Short exercise =>
Repeat the records word for word, excluding any picture.
[START OF Exercise materials]
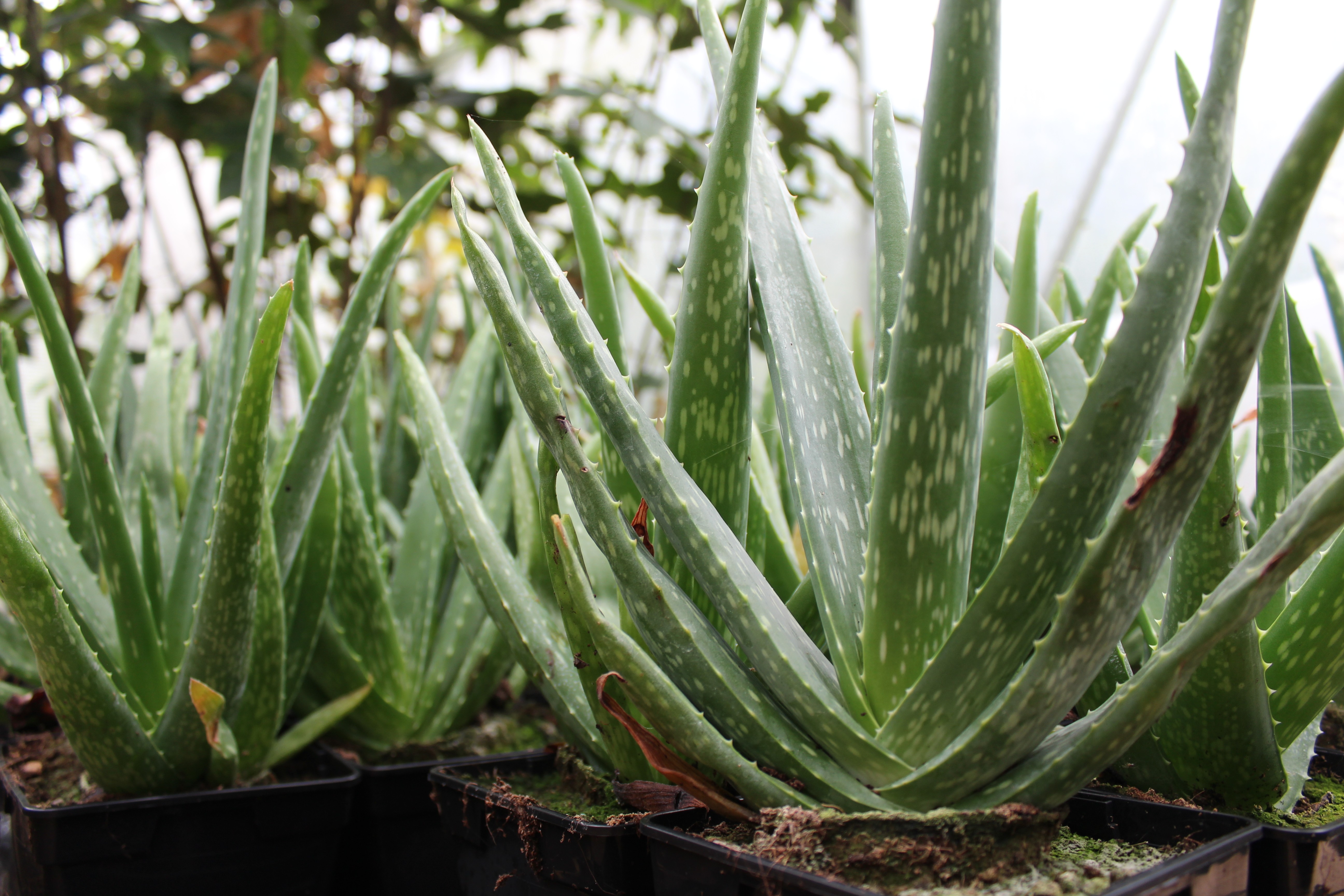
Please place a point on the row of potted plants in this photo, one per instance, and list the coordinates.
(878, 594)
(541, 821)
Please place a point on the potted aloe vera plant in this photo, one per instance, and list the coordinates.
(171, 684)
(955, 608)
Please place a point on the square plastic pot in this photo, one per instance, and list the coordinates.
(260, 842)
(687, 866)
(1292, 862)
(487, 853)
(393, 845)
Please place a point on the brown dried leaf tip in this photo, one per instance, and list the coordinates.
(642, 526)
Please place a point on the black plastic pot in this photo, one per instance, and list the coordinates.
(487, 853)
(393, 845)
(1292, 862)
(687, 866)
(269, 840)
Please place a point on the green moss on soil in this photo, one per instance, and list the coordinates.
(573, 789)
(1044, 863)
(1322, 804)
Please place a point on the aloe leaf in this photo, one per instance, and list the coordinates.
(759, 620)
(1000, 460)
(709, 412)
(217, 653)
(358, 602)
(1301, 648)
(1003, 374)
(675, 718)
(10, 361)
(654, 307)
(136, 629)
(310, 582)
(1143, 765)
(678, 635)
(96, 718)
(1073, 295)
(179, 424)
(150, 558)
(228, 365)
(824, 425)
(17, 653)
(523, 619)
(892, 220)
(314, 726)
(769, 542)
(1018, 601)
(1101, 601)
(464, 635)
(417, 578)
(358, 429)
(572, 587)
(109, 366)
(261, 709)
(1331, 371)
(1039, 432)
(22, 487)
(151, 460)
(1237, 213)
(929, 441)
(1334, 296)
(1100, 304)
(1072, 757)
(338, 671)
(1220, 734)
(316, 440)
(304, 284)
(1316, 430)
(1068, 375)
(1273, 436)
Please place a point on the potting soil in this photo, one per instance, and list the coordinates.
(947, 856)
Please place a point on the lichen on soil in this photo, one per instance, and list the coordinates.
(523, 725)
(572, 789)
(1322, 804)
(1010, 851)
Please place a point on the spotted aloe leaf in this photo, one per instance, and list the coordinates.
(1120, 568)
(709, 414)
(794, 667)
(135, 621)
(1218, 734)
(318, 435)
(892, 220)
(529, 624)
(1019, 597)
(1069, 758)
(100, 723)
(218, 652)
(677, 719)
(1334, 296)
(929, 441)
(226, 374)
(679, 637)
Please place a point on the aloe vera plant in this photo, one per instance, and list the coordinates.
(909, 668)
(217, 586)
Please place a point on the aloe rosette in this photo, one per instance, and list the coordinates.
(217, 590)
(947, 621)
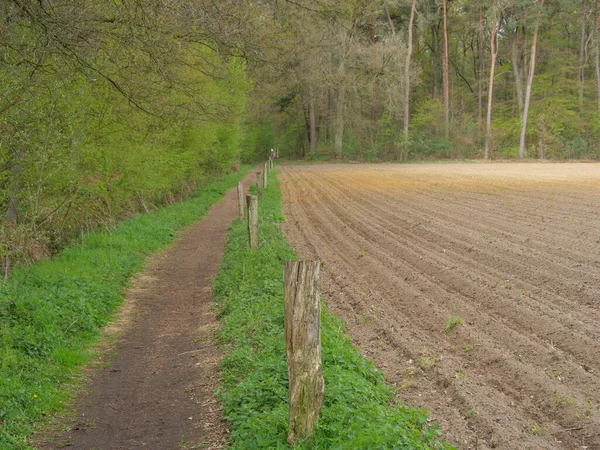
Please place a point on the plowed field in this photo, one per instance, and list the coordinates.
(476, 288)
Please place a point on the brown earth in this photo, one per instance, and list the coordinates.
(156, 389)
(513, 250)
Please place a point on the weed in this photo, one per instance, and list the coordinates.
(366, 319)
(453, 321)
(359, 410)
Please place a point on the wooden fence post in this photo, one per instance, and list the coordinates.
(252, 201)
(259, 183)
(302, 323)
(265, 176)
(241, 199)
[END OF Exercise materials]
Exercise result =>
Please place a point on the row of potted plants in this photo, one per instance, and list the coordinates.
(878, 594)
(541, 821)
Please place a point on the potted aloe vera plant in this photo, one per instance, and list the coordinates.
(171, 684)
(955, 608)
Please place a point on the square plastic pot in this photo, one per instance, and list the coordinates.
(260, 842)
(687, 866)
(1292, 862)
(487, 853)
(393, 845)
Please place a point on the brown dried leaf tip in this photo, one per instance, and list the coordinates.
(642, 526)
Please place a point on the black plastic pot in this photo, one per instance, and list the coordinates.
(487, 853)
(393, 845)
(1292, 862)
(687, 866)
(269, 840)
Please place a point on the green moss on soil in this photo, one per instance, and list the coordinates.
(573, 789)
(1044, 863)
(1322, 804)
Please place a point on the aloe leaf in this photo, one per instance, and list the coordinates.
(759, 620)
(1000, 460)
(709, 412)
(217, 653)
(358, 602)
(1301, 648)
(1003, 374)
(675, 718)
(10, 361)
(654, 307)
(136, 629)
(310, 582)
(1143, 765)
(678, 635)
(96, 718)
(1073, 295)
(179, 424)
(150, 558)
(228, 365)
(824, 425)
(17, 653)
(523, 619)
(892, 220)
(314, 726)
(769, 542)
(1018, 601)
(1101, 601)
(464, 635)
(417, 578)
(358, 429)
(572, 587)
(109, 366)
(261, 709)
(1331, 371)
(1039, 432)
(22, 487)
(151, 460)
(1237, 213)
(929, 441)
(1334, 296)
(1100, 304)
(1072, 757)
(338, 671)
(1220, 734)
(316, 440)
(304, 284)
(1316, 430)
(1068, 375)
(1273, 436)
Please place a point on the potting soil in this photo, one per instance, and list the coordinates.
(947, 856)
Please place a point on the lichen on soil in this photo, one per instance, and list the coordinates.
(523, 725)
(572, 789)
(1322, 804)
(1010, 851)
Please place a point on the spotted aloe leaf in this photo, one per instance, and list the coordinates.
(1120, 568)
(709, 414)
(794, 667)
(135, 621)
(1218, 734)
(318, 435)
(892, 220)
(529, 624)
(1019, 597)
(1069, 758)
(100, 723)
(218, 652)
(677, 719)
(1334, 296)
(929, 441)
(226, 374)
(679, 637)
Please place a point on the aloe vera plant in this photo, one per instance, and list the coordinates.
(909, 668)
(217, 586)
Please place a point on the aloe rosette in this photo, one per instance, and list the coordinates.
(217, 590)
(947, 621)
Please place a point on the plowed field in this photo, one per instance, and list the coordinates.
(476, 288)
Please place a point on the brown earth in this photo, one per instance, and list the coordinates.
(156, 389)
(513, 250)
Please place a point on the weed in this photo, one per instance, and list the coordinates.
(366, 319)
(453, 321)
(359, 410)
Please place a point on the wooden fence post in this photo, one per instance, and list the coordinates.
(252, 201)
(259, 183)
(302, 323)
(265, 176)
(241, 199)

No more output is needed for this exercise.